* _JOB_: Give the lines starting at the one containing "Where can the bush" and ending at the one containing "point(133, 54)", both included, as a JSON list of strings with one string per line and blank lines left out.

----------------

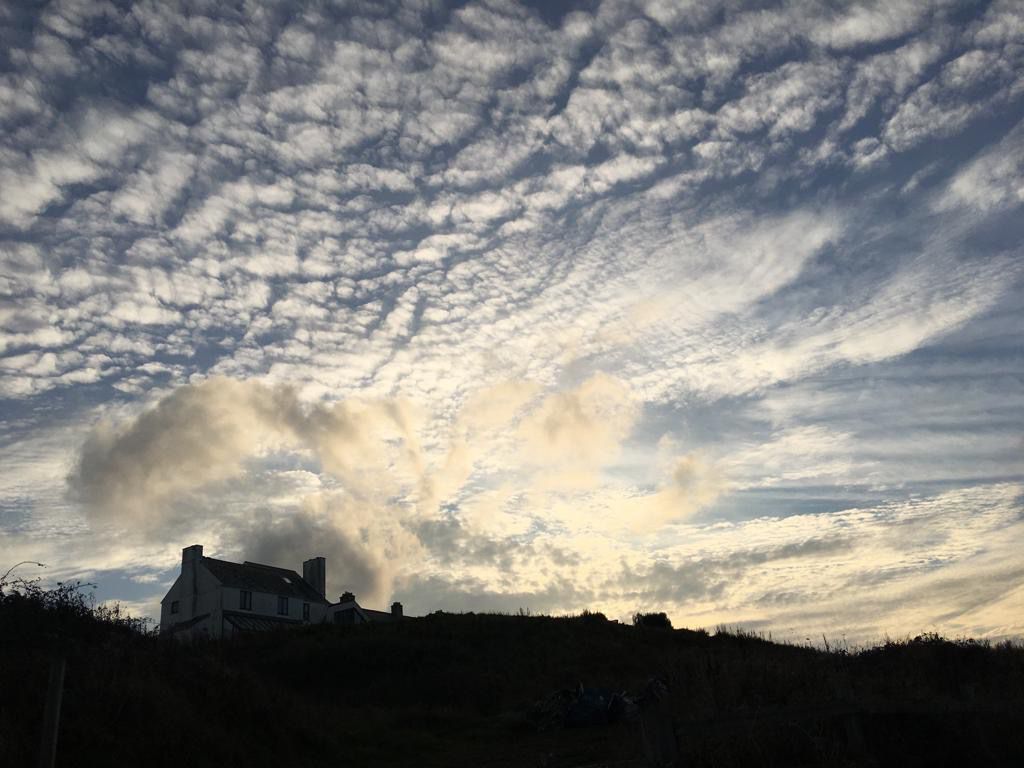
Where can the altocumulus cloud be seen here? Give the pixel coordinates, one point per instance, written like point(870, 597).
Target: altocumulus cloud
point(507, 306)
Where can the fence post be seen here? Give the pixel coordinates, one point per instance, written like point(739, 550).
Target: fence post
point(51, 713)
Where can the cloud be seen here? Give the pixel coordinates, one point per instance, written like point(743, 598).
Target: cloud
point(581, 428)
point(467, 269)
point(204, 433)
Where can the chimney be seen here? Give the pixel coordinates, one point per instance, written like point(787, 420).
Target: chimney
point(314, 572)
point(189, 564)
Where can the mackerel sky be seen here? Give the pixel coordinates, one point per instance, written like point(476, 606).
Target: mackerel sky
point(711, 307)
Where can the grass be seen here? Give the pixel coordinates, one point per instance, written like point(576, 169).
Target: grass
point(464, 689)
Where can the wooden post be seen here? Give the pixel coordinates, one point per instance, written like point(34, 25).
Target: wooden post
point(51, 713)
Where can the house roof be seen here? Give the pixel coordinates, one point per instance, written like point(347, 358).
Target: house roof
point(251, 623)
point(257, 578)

----------------

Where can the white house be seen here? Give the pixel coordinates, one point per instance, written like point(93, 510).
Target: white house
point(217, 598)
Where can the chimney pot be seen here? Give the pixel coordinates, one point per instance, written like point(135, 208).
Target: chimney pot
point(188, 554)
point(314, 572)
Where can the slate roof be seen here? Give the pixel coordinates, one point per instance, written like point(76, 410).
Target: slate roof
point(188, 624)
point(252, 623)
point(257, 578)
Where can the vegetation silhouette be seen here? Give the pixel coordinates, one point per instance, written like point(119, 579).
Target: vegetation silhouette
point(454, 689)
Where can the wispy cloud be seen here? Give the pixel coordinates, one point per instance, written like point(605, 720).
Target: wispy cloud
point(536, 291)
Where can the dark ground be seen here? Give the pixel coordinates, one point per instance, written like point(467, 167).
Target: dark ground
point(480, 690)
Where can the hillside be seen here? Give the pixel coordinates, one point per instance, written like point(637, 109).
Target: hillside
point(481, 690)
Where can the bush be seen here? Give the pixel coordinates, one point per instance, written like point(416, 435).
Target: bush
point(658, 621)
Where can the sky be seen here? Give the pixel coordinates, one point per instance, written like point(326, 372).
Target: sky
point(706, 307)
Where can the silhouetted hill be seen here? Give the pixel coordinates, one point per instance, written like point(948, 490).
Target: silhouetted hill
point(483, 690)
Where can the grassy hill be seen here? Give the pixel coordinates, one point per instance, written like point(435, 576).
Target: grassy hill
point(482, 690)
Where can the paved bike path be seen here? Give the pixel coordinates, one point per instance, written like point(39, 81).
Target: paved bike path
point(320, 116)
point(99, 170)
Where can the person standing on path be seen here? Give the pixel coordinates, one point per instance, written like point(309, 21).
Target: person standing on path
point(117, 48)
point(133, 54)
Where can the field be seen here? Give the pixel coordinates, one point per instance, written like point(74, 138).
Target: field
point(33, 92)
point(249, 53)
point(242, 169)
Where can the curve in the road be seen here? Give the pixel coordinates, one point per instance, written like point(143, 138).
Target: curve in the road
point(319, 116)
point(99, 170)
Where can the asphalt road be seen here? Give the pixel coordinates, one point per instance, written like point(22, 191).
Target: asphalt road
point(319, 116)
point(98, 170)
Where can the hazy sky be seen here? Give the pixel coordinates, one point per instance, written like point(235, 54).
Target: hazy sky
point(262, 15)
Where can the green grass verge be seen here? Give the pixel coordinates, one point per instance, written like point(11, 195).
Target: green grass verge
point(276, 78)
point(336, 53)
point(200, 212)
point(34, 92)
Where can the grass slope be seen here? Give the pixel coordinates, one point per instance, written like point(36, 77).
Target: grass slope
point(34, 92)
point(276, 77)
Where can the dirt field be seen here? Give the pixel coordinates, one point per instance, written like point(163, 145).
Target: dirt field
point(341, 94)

----------------

* _SOLUTION FOR THIS EXERCISE_:
[
  "Where can the bush be seen here? Give the pixel coordinates, one point per instance, written like point(416, 435).",
  "Target: bush",
  "point(658, 621)",
  "Where can the sky be seen here? Give the pixel coordinates, one point per instance, written like point(326, 372).",
  "Target: sky",
  "point(706, 307)",
  "Where can the silhouetted hill be seen here? Give the pixel coordinates, one point per instance, written like point(948, 490).",
  "Target: silhouetted hill",
  "point(483, 690)",
  "Where can the grassy hill be seen here? Give the pixel coordinates, one point per instance, written like point(435, 576).",
  "Target: grassy hill",
  "point(482, 690)",
  "Where can the paved bike path be seen here? Give the pixel coordinates, one point per instance, written like point(39, 81).",
  "Target: paved bike path",
  "point(320, 116)",
  "point(99, 170)",
  "Where can the person standing on path be seen here? Give the pixel coordinates, one point per instance, written like point(309, 21).",
  "Target: person standing on path",
  "point(117, 48)",
  "point(133, 54)"
]